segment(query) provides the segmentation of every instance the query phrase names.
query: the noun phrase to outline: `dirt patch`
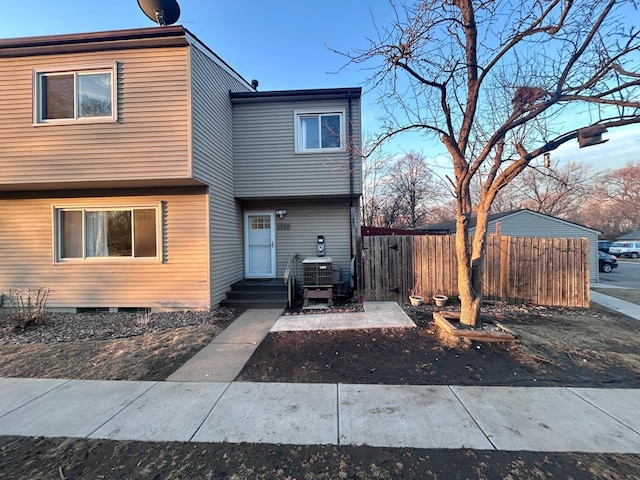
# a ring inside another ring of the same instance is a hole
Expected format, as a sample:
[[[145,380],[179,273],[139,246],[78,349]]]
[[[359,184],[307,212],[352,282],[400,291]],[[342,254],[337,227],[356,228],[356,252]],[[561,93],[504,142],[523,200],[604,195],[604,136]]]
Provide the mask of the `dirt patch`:
[[[0,475],[33,479],[637,478],[640,456],[0,437]]]
[[[495,306],[516,346],[449,345],[431,306],[405,307],[416,329],[270,334],[243,380],[638,387],[640,322],[615,312]],[[239,312],[147,318],[52,316],[0,328],[0,375],[162,380]],[[355,446],[146,443],[0,437],[0,478],[627,479],[640,455]]]
[[[242,381],[412,385],[640,387],[640,322],[589,310],[495,306],[487,315],[519,344],[452,344],[433,306],[406,306],[415,329],[278,332],[238,375]]]
[[[0,376],[165,380],[241,313],[51,314],[44,325],[0,324]]]

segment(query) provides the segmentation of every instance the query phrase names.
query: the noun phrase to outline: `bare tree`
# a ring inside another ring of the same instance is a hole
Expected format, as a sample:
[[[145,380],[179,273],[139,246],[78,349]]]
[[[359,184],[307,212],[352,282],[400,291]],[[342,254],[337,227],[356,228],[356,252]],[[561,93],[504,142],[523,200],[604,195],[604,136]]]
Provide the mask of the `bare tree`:
[[[424,155],[410,151],[392,158],[375,150],[364,158],[364,224],[413,229],[425,223],[444,189]]]
[[[640,163],[608,172],[597,183],[582,206],[581,221],[612,240],[639,229]]]
[[[344,55],[372,72],[370,85],[388,119],[379,142],[418,130],[449,153],[461,321],[476,325],[488,215],[500,190],[570,140],[594,144],[607,128],[640,123],[640,32],[625,25],[625,15],[637,18],[635,2],[391,5],[392,24],[379,28],[368,48]]]
[[[631,228],[640,226],[640,163],[609,173],[601,186],[606,198],[630,219]]]
[[[364,225],[383,227],[381,219],[386,210],[383,196],[384,182],[393,159],[382,149],[371,151],[372,140],[365,141],[362,164],[362,221]]]
[[[529,167],[500,191],[493,213],[528,208],[535,212],[575,220],[585,198],[597,186],[600,174],[589,165],[557,162],[549,168]]]
[[[410,151],[391,169],[386,196],[396,206],[396,226],[417,228],[438,203],[442,189],[422,153]]]

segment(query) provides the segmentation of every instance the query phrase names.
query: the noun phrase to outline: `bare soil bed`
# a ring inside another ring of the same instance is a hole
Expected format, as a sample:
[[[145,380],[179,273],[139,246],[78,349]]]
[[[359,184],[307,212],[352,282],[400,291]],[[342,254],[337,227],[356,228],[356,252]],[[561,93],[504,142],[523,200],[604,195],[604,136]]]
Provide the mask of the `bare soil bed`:
[[[239,313],[54,313],[25,330],[0,319],[0,377],[164,380]]]
[[[640,387],[640,321],[597,308],[498,305],[486,307],[487,316],[518,333],[520,343],[467,345],[440,336],[433,310],[432,305],[405,306],[416,329],[270,334],[237,379]]]
[[[452,307],[453,308],[453,307]],[[237,380],[639,388],[640,321],[601,308],[488,307],[515,346],[416,329],[268,335]],[[0,326],[0,376],[163,380],[240,312],[52,315]],[[1,322],[1,320],[0,320]],[[1,392],[0,392],[1,395]],[[640,455],[0,437],[0,478],[637,478]]]

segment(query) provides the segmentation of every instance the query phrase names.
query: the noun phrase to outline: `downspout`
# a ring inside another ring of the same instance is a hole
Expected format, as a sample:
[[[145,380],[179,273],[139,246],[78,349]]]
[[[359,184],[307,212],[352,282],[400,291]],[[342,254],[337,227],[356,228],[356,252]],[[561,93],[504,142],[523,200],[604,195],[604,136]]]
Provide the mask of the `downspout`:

+++

Prompt:
All of the data above must be printed exactly, minus its pictures.

Solution:
segment(query) provides the segmentation of every instance the query phrase names.
query: the noun phrase to outline: `dirt patch`
# a ring inside another ring of the same instance is a hole
Expected format, as a sample:
[[[145,380],[179,273],[139,246],[78,349]]]
[[[359,184],[307,212],[352,282],[400,291]],[[342,254],[337,227],[356,228],[356,252]],[[561,93],[504,142],[523,200],[604,195],[604,136]]]
Provide the mask of the `dirt patch`:
[[[0,475],[33,479],[637,478],[640,456],[0,437]]]
[[[495,306],[516,346],[449,345],[431,306],[405,307],[416,329],[270,334],[243,380],[638,387],[640,322],[615,312]],[[239,312],[147,318],[52,316],[0,328],[0,375],[162,380]],[[355,446],[146,443],[0,437],[0,478],[627,479],[640,455]]]
[[[242,381],[412,385],[640,387],[640,322],[589,310],[495,306],[487,315],[519,344],[452,344],[433,306],[406,306],[415,329],[278,332],[238,375]]]
[[[0,376],[165,380],[241,313],[51,314],[44,325],[0,324]]]

segment(query) provides the segmentation of every instance the query phrase names.
query: the noun phrase to outline: `bare tree`
# a ring inside another ring of the same instance is a hole
Expected format, as a sample:
[[[145,380],[179,273],[139,246],[78,349]]]
[[[359,184],[307,212],[352,282],[400,291]],[[342,254],[337,227],[356,228],[356,252]],[[561,93],[504,142],[523,200],[604,195],[604,136]]]
Provide the mask of the `bare tree`:
[[[424,155],[410,151],[392,158],[375,150],[364,158],[364,224],[413,229],[425,223],[444,189]]]
[[[640,163],[608,172],[597,183],[582,206],[581,221],[612,240],[639,229]]]
[[[344,55],[372,72],[370,85],[388,119],[379,142],[418,130],[449,153],[461,321],[476,325],[488,215],[500,190],[570,140],[594,144],[607,128],[640,123],[640,32],[625,25],[625,15],[637,18],[635,2],[391,5],[392,24],[379,28],[368,48]]]
[[[631,228],[640,226],[640,163],[609,173],[601,186],[606,198],[630,219]]]
[[[364,225],[383,227],[381,219],[386,210],[383,196],[384,182],[393,159],[382,149],[371,151],[372,140],[365,141],[362,164],[362,221]]]
[[[529,167],[500,191],[493,213],[528,208],[535,212],[575,220],[585,198],[597,186],[600,174],[589,165],[557,162],[549,168]]]
[[[410,151],[391,169],[386,196],[396,206],[396,226],[417,228],[438,203],[442,189],[422,153]]]

segment(query) provides the segmentation of every instance the query phrase names.
query: the noun phrase to outline: `bare soil bed`
# a ring inside another ring of the same instance is a hole
Expected format, as a sample:
[[[145,380],[179,273],[139,246],[78,349]]]
[[[359,184],[307,212],[352,282],[400,291]],[[342,254],[337,227],[356,228],[356,252]],[[561,93],[504,142],[523,200],[604,195],[604,136]]]
Provide the mask of the `bare soil bed`:
[[[239,313],[54,313],[25,330],[0,319],[0,377],[164,380]]]
[[[640,387],[640,321],[597,308],[498,305],[486,307],[487,316],[518,333],[520,343],[467,345],[440,336],[433,310],[432,305],[405,306],[416,329],[270,334],[237,379]]]
[[[452,307],[453,308],[453,307]],[[237,380],[639,388],[640,321],[601,308],[488,307],[515,346],[416,329],[268,335]],[[0,326],[0,376],[163,380],[240,312],[52,315]],[[1,322],[1,320],[0,320]],[[1,392],[0,392],[1,395]],[[640,455],[0,437],[0,478],[637,478]]]

segment(query) provides the segmentation of every instance the query phrase names.
query: the noun phrase to outline: `downspout`
# a ring inside another ring of the same instance is a hole
Expected format, as a sample:
[[[145,380],[179,273],[139,246],[78,349]]]
[[[359,184],[307,212],[352,282],[400,291]],[[342,254],[337,227],[356,228],[356,252]],[[561,93],[504,142],[523,200],[604,195],[604,136]]]
Provide the mask of the `downspout`:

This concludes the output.